◆ **EXERCISE DIRECTIONS**: Transcribe the records exactly from the line with "Target: wood grain" to the end, both included.

[Opening INFORMATION SUPPLIED section]

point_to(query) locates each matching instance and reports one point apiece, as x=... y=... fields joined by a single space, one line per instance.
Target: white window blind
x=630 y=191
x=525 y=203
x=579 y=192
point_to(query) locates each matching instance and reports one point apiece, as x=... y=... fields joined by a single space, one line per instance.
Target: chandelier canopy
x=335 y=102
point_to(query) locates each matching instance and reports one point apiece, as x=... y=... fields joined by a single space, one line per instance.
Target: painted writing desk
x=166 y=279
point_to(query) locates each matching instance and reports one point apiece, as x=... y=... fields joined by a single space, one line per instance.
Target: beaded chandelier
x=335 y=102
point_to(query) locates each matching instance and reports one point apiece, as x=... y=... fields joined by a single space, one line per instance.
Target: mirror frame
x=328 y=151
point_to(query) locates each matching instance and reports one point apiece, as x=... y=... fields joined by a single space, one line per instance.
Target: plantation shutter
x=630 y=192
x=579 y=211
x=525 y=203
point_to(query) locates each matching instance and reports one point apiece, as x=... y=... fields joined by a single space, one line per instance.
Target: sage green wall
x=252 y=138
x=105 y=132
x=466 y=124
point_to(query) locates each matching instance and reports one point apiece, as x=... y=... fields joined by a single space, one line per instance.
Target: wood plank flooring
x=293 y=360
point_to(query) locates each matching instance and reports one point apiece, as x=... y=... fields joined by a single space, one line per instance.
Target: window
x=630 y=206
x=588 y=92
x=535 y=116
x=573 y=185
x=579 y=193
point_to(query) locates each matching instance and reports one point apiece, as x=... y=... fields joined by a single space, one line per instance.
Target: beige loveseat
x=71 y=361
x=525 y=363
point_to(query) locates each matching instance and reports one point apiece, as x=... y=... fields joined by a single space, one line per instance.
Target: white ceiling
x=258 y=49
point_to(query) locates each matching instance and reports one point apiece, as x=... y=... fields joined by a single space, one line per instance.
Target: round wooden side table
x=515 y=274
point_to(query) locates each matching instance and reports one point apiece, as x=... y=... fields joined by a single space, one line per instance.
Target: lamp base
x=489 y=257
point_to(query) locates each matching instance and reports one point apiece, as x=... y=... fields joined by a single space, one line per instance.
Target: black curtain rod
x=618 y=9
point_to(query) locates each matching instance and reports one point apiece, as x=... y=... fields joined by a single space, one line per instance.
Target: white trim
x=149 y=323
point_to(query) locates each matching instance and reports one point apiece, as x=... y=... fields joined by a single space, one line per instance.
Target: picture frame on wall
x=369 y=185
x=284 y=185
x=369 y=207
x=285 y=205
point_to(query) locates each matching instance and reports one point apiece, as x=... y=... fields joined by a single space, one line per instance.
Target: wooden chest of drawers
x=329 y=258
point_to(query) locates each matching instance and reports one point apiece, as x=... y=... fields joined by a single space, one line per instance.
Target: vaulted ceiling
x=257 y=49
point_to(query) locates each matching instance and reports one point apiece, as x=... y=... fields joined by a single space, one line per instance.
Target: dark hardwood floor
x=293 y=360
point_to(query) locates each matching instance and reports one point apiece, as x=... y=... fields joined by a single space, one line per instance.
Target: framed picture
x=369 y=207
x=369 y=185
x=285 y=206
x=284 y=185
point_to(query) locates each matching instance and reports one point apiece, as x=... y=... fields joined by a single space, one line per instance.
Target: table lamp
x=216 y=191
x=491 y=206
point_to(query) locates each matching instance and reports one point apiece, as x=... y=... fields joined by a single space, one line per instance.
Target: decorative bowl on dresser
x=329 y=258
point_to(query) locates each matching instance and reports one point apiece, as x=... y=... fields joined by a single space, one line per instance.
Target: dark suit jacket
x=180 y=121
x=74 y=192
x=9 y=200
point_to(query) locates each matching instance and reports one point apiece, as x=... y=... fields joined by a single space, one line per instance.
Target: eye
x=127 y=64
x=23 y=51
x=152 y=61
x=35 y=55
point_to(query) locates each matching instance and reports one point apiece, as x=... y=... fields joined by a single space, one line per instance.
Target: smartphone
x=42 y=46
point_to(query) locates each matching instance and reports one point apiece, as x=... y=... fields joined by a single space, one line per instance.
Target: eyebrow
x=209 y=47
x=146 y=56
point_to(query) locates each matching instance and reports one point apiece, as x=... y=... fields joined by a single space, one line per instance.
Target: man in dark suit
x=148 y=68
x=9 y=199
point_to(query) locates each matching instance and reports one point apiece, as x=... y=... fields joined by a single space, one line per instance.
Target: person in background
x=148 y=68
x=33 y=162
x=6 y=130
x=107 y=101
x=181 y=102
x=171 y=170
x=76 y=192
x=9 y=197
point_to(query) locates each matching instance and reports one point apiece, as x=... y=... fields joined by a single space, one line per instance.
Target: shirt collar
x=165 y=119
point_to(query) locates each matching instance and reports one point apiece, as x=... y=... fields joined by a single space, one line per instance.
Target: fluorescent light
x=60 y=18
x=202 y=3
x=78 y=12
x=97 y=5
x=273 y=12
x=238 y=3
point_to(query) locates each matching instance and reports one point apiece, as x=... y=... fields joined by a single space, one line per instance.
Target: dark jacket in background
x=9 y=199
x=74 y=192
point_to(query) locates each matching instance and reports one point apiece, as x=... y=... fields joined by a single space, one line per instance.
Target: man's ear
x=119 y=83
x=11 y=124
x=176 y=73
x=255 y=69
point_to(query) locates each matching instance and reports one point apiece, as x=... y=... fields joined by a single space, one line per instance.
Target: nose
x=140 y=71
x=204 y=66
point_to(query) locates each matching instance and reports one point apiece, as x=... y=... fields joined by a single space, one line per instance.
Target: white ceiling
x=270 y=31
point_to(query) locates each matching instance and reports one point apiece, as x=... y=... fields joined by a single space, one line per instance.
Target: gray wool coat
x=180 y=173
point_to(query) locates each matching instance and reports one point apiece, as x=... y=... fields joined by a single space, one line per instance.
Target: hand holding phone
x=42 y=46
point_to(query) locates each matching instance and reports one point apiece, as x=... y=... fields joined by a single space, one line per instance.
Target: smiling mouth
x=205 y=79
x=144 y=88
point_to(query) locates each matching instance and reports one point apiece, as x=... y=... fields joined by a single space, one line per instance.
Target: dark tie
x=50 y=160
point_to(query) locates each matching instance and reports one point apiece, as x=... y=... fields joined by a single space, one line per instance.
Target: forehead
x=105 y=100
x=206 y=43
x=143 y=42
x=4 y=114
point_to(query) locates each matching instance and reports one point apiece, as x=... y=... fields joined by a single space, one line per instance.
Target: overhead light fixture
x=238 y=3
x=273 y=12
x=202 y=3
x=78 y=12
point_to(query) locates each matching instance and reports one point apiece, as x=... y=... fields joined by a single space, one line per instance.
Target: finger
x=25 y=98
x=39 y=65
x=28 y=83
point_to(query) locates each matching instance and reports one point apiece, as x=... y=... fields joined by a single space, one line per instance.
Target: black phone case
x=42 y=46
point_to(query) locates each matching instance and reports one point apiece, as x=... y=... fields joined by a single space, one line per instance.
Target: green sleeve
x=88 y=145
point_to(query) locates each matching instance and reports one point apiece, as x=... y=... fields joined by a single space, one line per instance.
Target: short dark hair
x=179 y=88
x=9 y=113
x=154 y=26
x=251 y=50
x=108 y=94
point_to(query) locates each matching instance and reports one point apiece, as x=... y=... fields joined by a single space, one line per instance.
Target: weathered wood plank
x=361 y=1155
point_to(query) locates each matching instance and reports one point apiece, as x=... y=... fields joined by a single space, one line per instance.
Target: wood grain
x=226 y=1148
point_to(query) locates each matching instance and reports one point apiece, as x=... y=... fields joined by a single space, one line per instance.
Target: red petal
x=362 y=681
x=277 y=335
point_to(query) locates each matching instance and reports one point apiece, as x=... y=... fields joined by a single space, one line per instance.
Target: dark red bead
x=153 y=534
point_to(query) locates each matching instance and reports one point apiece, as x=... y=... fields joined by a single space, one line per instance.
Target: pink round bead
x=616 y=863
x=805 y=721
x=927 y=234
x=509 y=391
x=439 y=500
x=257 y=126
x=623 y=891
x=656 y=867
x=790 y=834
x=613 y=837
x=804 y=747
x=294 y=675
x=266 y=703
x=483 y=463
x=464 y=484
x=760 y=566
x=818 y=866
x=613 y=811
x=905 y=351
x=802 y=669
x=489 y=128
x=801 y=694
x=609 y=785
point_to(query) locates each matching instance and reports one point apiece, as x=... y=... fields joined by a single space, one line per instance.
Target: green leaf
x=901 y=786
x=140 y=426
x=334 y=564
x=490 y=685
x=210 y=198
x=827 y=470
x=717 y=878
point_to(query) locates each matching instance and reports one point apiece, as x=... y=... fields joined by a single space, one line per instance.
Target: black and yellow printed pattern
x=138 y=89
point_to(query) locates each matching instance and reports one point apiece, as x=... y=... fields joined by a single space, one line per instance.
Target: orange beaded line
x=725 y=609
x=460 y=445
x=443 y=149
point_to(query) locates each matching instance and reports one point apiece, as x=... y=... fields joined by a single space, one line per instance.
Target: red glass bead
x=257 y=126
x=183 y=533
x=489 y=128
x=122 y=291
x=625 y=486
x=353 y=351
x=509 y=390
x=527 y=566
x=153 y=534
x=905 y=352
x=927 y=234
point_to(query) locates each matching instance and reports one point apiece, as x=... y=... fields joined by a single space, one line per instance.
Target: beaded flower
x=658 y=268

[Closing INFORMATION SUPPLIED section]

◆ **EXERCISE RESULT**:
Target: wood grain
x=226 y=1148
point_to(query) locates each matching instance and reports one point apiece, as x=... y=... fields joined by a single space, one line per instance.
Target: red petal
x=362 y=681
x=277 y=335
point_to(query) locates each matching instance and reports one point apiece, as x=... y=... fields joined by a single space, one line per instance.
Target: dark red bead
x=153 y=534
point_to(query) locates each matching instance and reports one point apiece, as x=... y=... fields joined by a single space, one line per instance.
Target: pink round bead
x=616 y=863
x=805 y=721
x=927 y=234
x=509 y=391
x=439 y=500
x=257 y=126
x=623 y=891
x=656 y=867
x=790 y=834
x=613 y=837
x=804 y=747
x=294 y=675
x=266 y=703
x=483 y=463
x=464 y=484
x=760 y=566
x=818 y=866
x=613 y=811
x=905 y=351
x=802 y=669
x=489 y=128
x=801 y=694
x=609 y=785
point_to(query) locates each matching instance and reports one point apiece, as x=... y=... fields joined by a single space, one line per instance.
Target: green leaf
x=901 y=786
x=140 y=426
x=334 y=564
x=490 y=685
x=210 y=198
x=827 y=470
x=717 y=878
point_to(query) locates each matching instance and reports one point apiece, as x=... y=... fields joined by a single space, one line per instance.
Target: black and yellow printed pattern
x=138 y=89
point_to(query) locates each matching instance and reports one point apiece, as x=... y=... fields joined by a single space, one line per instance.
Target: orange beaded line
x=725 y=609
x=460 y=445
x=443 y=149
point_to(query) locates each matching instance and reports one point apiece, as x=... y=... fields joined by a single space, one line per instance.
Target: red glass bead
x=257 y=126
x=183 y=533
x=489 y=128
x=122 y=291
x=625 y=486
x=353 y=351
x=509 y=390
x=527 y=566
x=153 y=534
x=905 y=352
x=927 y=234
point_to(query) locates each matching instance and reports one point apiece, as x=... y=... fields joined by a single space, one line per instance.
Target: beaded flower
x=658 y=268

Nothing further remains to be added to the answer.